> _Records for the exercise_
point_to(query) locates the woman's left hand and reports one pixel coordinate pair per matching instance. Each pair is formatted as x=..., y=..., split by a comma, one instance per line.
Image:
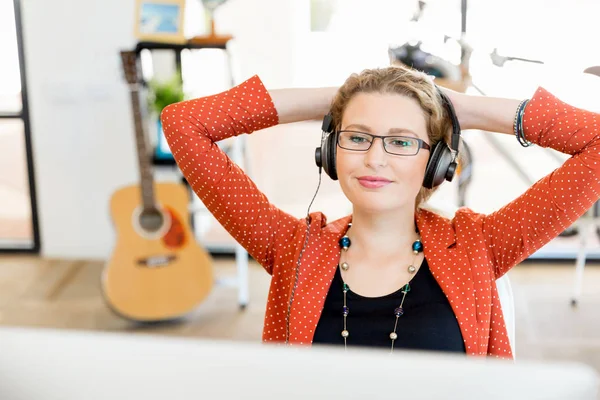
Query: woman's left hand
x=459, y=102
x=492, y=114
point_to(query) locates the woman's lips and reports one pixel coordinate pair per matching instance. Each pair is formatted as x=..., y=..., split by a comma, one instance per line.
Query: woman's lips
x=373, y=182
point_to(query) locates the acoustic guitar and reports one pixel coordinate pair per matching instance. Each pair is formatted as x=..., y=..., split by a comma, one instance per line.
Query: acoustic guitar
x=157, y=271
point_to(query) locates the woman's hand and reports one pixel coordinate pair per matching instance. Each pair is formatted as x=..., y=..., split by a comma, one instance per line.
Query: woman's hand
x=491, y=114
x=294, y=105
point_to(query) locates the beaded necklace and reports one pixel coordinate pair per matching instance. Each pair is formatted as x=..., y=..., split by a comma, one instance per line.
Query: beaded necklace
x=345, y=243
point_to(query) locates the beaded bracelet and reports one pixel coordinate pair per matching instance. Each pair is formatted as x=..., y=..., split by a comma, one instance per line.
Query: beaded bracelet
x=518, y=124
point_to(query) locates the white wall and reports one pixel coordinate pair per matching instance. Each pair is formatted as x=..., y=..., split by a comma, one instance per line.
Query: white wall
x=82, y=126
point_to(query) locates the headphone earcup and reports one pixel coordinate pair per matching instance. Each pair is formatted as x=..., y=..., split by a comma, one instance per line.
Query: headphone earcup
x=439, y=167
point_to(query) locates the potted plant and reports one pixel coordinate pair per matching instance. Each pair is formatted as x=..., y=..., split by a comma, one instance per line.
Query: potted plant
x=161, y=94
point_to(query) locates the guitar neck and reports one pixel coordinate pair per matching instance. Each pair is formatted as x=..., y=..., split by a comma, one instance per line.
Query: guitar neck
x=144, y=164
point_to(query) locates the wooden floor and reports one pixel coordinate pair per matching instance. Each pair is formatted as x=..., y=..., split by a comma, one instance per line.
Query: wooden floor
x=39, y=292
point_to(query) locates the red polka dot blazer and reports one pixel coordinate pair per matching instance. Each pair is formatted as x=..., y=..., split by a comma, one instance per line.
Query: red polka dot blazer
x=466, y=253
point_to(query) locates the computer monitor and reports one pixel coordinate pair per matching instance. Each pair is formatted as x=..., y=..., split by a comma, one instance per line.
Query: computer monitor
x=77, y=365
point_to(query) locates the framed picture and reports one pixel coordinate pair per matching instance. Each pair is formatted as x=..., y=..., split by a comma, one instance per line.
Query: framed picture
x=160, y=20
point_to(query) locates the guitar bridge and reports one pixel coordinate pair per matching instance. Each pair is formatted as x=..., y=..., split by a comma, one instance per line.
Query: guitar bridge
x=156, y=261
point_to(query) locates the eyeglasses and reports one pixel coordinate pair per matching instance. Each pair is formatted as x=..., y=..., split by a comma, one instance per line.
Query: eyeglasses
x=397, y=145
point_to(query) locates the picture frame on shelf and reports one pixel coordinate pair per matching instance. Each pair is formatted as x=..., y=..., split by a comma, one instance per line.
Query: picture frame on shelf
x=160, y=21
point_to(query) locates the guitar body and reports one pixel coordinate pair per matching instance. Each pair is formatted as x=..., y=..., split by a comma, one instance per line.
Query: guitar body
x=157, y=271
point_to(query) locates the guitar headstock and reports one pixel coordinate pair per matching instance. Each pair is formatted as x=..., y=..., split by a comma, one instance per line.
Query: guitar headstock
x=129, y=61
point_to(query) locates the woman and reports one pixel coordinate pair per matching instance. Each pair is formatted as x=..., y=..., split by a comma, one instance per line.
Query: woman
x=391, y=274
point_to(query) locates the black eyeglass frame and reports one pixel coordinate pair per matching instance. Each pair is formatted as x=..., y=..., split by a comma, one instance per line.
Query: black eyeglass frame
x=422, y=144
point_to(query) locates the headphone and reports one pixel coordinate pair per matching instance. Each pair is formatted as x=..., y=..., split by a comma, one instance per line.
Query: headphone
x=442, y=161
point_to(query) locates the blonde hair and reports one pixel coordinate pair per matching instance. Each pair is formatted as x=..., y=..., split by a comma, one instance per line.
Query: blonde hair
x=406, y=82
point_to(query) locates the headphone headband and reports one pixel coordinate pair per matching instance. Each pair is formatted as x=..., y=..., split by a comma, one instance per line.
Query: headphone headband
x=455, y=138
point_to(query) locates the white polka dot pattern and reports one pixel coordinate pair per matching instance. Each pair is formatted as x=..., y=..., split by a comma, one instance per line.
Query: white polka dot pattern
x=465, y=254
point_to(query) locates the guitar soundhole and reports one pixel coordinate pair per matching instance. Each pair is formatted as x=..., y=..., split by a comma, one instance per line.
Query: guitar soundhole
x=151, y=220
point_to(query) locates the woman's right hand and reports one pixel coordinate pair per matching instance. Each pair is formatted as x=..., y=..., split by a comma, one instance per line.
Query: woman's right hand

> _Written problem_
Restate the records above in full, word for word. Keep pictures out.

> _Result of the exercise_
point_to(query) locates the woman's left hand and reports one pixel coordinate pair per matching instance. Each pair is formatted as x=..., y=..., split by a comma, one instance per line.
Image:
Query: woman's left hand
x=459, y=102
x=492, y=114
point_to(query) locates the woman's lips and reports one pixel coordinate pair per matching instance. Each pair is formatted as x=..., y=..., split by a comma, one instance per line.
Query: woman's lips
x=373, y=182
point_to(query) locates the acoustic guitar and reports one pixel coordinate pair per matching instance. Each pair is formatted as x=..., y=..., split by a comma, one instance per line.
Query: acoustic guitar
x=157, y=271
point_to(query) locates the woman's hand and reports one pixel coordinate pair per matching instance. Each pair is formatted as x=..., y=..., split by a comma, one instance per line.
Query: woman's hand
x=491, y=114
x=294, y=105
point_to(query) locates the beaded necklace and reports one pixel coordinate pair per matching instance. Each pair is formatted as x=..., y=..., split by a comma, one instance per line.
Query: beaded necklace
x=345, y=243
point_to(query) locates the beaded bracelet and reports one pixel coordinate pair per matching instance. Each pair is formatted as x=..., y=..., split by a comma, one instance per line.
Query: beaded bracelet
x=518, y=124
point_to(query) locates the white wall and reports one pixel coordinate pair per matching instance. Each pair is formatted as x=..., y=..., split by a comma, one instance per line.
Query: white wall
x=82, y=126
point_to(query) locates the headphone earcup and reports one pixel coordinate pair per matching instance. Each pair is formatted as x=..., y=..., split by a comma, one instance per line.
Query: headphone earcup
x=439, y=167
point_to(query) locates the potted plant and reports one pixel coordinate pair per matching instance. Each pair is formatted as x=..., y=..., split by a comma, one instance per line.
Query: potted plant
x=161, y=94
point_to(query) locates the guitar neck and reports one pixel coordinate pair per matching instance. Each pair is formatted as x=..., y=..., split by a comma, one instance per line.
Query: guitar neck
x=144, y=164
point_to(query) locates the wooden floor and reports one pixel coordinate pair per matching instance. Each pair is formatted as x=..., y=..., split by a comma, one instance per line.
Query: wooden floor
x=39, y=292
point_to(query) locates the red polka dot blazer and reports one pixel coordinate pair per matching instance. Each pair is formatted as x=..., y=..., split by a comma, one instance per line.
Query: red polka dot blazer
x=466, y=253
point_to(query) locates the computer monitor and reports one pixel coordinate pair per matching instance. Each pair is formatted as x=..., y=..., split by a comma, one instance per line.
Query: computer monitor
x=77, y=365
point_to(query) locates the framed picture and reports one pixel coordinate pair per matching instance. Each pair is formatted as x=..., y=..., split by a comma, one instance per line.
Query: framed picture
x=160, y=20
point_to(query) locates the guitar bridge and reports one pixel coordinate pair per matching instance. Each pair is formatted as x=..., y=..., split by a comma, one instance per line.
Query: guitar bridge
x=156, y=261
point_to(query) locates the eyeglasses and reports one pixel coordinate pair per matching instance. Each pair is formatted as x=..., y=..., split by a comma, one instance per line.
Query: eyeglasses
x=397, y=145
point_to(query) locates the picture frame on shelf and reports one pixel coordinate pair per matching instance. Each pair is formatted as x=..., y=..., split by a comma, one instance per line.
Query: picture frame on shelf
x=160, y=21
point_to(query) locates the guitar body and reports one pixel coordinate pair per matching instance. Each pair is formatted as x=..., y=..., split by a comma, one instance per line.
Query: guitar body
x=157, y=271
point_to(query) locates the guitar headstock and reports one pixel coordinate pair per matching instance. Each pair is formatted as x=..., y=..., split by a comma, one instance per line.
Query: guitar headstock
x=129, y=61
point_to(query) locates the woman and reports one pixel coordinate pair per matching instance. Each pair is formatted as x=..., y=..., split by a comma, one instance per line.
Query: woman
x=391, y=274
point_to(query) locates the black eyeglass frame and reports one pixel coordinate pair per matching instance. Each pair is formatted as x=..., y=..., split by a comma, one instance per line.
Query: black eyeglass frame
x=422, y=144
point_to(query) locates the headphone and reports one pixel coordinate pair per matching instance. Each pair is formatted as x=..., y=..., split by a comma, one instance per line.
Query: headphone
x=442, y=161
point_to(query) locates the blonde hair and reports one pixel coordinate pair per matching instance. Each pair is formatted as x=..., y=..., split by a comma, one instance per line.
Query: blonde hair
x=406, y=82
point_to(query) locates the headphone headband and reports one pixel coordinate pair per matching instance. Each pair is formatted as x=..., y=..., split by a comma, one instance per line.
Query: headphone headband
x=455, y=138
point_to(query) locates the white polka dot pattern and reports one pixel coordinate pair per matching instance. Each pair is formatted as x=..., y=..., split by a comma, one instance per line.
Query: white polka dot pattern
x=465, y=254
point_to(query) locates the guitar soundhole and reports one pixel coordinate pair per matching instance. Each pair is formatted as x=..., y=..., split by a comma, one instance per line.
Query: guitar soundhole
x=151, y=220
point_to(query) locates the woman's right hand and reports one pixel coordinate pair per matching instance. Each pair is formatted as x=..., y=..., split by a comma, one instance per line.
Query: woman's right hand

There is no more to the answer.